抜粋文 -
——————
ーー今回の映画の原作となった舞台版のミュージカル「シラノ」に出演された経緯を教えていただけますか。舞台版のシラノは、エリカ・シュミットさんがあなたにあて書きしたものでしょうか。

いいえ、舞台版の脚本は最初から私のために書かれたわけではありません。

エリカがシアター・カンパニーからロスタンのオリジナルの戯曲を脚色するよう依頼された際、彼女には二つの妙案がありました。その一つは、あの主人公から例の鼻を取り除くということでした。そのアイデアはあまりにも独創的で、リスクを厭わないものだと思いました。しかし、人生、特に芸術とはリスクを取るものです。時にはうまくいかないこともあれば、成功することもありますが、リスクを取ってみないことには分からないものです。

彼女のもう一つのアイデアは、ロスタンの古典戯曲をミュージカルにする、というものでした。そして、作品のロマンスを高めるために、バンド「ザ・ナショナル」のメンバーに音楽の制作を依頼したのです。それは、私たちの愛してやまないラブソングでした。心臓の鼓動そのものであるようなラブソングほどロマンチックなものは他にはありません。
——————
データセットの行 -
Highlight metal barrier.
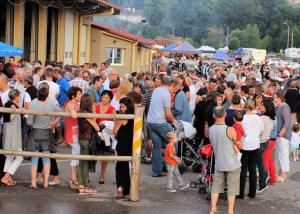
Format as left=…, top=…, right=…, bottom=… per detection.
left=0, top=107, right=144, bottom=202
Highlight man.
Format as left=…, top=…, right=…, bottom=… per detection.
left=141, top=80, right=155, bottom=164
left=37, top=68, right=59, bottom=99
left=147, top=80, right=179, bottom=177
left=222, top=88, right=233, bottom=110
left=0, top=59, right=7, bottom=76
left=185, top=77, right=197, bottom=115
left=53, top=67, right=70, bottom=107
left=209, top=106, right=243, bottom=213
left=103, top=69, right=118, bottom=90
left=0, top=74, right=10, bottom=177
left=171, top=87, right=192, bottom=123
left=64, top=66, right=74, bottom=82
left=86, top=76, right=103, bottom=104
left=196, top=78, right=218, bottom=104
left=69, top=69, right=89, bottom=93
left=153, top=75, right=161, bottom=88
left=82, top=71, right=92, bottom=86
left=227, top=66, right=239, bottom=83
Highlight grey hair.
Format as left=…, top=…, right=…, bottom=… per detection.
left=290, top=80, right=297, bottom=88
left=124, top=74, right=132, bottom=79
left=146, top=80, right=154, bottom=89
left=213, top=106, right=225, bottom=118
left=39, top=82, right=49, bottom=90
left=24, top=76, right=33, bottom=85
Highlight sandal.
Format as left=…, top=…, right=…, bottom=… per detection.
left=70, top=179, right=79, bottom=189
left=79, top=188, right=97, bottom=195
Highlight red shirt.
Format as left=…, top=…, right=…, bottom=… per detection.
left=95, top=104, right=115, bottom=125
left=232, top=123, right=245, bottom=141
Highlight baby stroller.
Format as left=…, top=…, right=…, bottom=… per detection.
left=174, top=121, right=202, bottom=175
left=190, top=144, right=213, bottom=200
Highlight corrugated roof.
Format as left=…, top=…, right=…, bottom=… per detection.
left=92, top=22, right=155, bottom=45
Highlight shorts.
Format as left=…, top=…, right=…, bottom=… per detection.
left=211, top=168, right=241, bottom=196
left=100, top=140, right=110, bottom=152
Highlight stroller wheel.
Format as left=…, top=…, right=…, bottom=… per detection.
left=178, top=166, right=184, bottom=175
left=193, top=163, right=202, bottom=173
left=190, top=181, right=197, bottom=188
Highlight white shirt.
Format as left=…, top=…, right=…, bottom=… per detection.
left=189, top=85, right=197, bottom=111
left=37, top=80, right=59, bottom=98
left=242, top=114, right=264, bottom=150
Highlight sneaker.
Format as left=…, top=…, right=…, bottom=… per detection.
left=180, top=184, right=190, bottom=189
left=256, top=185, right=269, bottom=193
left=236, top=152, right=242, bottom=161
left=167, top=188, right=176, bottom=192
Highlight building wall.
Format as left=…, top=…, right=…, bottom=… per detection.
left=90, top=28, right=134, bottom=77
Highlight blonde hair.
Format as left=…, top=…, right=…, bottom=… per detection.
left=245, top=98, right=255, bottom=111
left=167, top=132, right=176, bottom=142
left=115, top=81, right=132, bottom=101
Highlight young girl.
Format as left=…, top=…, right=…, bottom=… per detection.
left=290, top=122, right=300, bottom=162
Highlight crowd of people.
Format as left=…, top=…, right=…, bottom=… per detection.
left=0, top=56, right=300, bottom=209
——————
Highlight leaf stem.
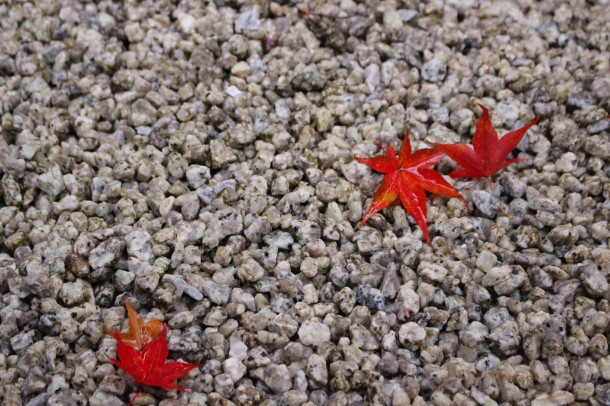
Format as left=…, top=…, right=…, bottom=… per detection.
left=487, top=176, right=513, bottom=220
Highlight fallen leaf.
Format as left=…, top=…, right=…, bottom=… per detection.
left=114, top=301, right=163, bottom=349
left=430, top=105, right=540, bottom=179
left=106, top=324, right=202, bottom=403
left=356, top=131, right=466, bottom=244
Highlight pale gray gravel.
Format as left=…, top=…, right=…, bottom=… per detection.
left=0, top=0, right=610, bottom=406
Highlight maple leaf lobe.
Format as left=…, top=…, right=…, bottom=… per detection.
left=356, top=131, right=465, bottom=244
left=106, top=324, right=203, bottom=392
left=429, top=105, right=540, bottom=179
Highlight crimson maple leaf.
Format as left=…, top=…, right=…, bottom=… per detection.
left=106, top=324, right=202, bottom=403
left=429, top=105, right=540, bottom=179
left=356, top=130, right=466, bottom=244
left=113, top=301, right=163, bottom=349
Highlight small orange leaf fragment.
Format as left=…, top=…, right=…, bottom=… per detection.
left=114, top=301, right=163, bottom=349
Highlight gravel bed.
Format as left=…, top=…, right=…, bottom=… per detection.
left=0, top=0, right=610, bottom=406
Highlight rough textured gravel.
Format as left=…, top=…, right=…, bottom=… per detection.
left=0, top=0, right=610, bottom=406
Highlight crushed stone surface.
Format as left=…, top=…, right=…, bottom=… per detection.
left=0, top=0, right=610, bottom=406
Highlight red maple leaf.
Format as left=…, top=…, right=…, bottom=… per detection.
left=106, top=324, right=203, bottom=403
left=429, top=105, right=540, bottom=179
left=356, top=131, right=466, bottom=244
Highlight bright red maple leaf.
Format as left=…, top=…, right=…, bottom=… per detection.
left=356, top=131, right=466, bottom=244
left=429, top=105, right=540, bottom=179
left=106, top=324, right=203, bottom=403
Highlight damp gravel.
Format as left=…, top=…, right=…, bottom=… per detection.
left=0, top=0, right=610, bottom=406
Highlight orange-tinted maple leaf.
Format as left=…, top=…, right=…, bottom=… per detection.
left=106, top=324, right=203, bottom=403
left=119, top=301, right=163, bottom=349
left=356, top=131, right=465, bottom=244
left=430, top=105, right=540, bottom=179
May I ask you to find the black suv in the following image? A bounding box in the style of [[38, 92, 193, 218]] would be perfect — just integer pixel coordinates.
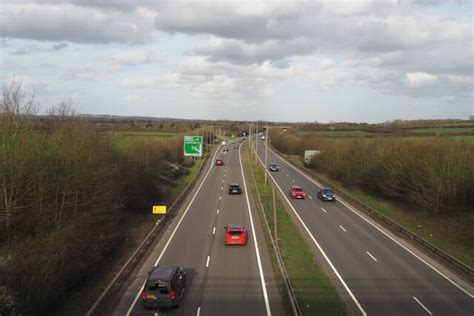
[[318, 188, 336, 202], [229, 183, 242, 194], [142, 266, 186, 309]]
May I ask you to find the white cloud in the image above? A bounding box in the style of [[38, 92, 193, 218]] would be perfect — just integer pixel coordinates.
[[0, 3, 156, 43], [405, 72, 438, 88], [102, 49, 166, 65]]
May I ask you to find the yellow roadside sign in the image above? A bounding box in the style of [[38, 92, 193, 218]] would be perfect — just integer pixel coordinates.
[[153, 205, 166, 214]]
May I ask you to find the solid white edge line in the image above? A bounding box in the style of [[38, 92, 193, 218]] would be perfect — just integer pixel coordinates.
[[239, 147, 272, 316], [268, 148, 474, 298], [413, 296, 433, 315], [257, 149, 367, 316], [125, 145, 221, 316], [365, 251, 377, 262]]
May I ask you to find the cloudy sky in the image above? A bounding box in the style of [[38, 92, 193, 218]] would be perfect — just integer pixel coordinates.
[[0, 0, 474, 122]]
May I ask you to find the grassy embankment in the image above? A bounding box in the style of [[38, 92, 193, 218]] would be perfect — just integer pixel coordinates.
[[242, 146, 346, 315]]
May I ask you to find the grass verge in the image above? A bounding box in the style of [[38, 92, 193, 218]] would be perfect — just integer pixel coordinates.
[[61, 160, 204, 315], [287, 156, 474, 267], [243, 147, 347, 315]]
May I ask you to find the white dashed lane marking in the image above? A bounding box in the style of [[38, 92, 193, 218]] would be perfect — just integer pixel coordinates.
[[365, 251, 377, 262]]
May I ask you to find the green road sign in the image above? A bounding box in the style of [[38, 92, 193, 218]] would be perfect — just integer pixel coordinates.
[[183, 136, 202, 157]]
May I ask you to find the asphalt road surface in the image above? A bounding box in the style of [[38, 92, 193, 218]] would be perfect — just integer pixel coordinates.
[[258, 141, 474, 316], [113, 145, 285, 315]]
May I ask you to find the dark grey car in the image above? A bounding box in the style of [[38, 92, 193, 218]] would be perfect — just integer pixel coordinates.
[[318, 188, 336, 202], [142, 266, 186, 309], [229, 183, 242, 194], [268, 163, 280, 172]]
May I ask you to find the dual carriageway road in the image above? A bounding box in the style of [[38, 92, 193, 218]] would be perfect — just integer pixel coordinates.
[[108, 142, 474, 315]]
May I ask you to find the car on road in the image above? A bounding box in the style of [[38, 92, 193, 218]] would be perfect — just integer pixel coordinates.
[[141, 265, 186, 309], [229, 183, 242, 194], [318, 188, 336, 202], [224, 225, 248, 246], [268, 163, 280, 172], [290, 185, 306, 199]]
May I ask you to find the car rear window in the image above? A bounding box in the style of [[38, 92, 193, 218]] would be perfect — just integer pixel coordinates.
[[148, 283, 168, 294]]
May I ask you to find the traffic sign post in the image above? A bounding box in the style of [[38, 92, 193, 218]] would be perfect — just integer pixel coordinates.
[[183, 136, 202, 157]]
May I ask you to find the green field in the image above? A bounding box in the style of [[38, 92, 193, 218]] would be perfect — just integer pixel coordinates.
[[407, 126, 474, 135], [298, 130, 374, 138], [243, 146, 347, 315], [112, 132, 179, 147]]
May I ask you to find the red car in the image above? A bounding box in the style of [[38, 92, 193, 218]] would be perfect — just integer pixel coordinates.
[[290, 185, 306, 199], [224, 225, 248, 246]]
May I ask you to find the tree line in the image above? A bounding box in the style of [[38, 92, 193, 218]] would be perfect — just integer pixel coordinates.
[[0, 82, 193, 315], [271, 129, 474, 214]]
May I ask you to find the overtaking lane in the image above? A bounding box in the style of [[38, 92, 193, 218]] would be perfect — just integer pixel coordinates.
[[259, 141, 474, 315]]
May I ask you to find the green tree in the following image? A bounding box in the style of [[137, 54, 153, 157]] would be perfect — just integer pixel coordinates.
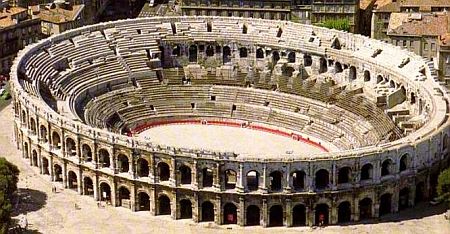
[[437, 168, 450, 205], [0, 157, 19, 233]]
——————
課題 - 抜粋文によると、バンド「ザ・ナショナル」のメンバーに音楽の制作が依頼されたのはなぜですか。1〜3文で説明してください。

完全な解答 - 作品のロマンスを高めるためです。ロスタンの古典戯曲をミュージカルにするというエリカのアイデアのもとで、その目的のために音楽の制作が依頼されました。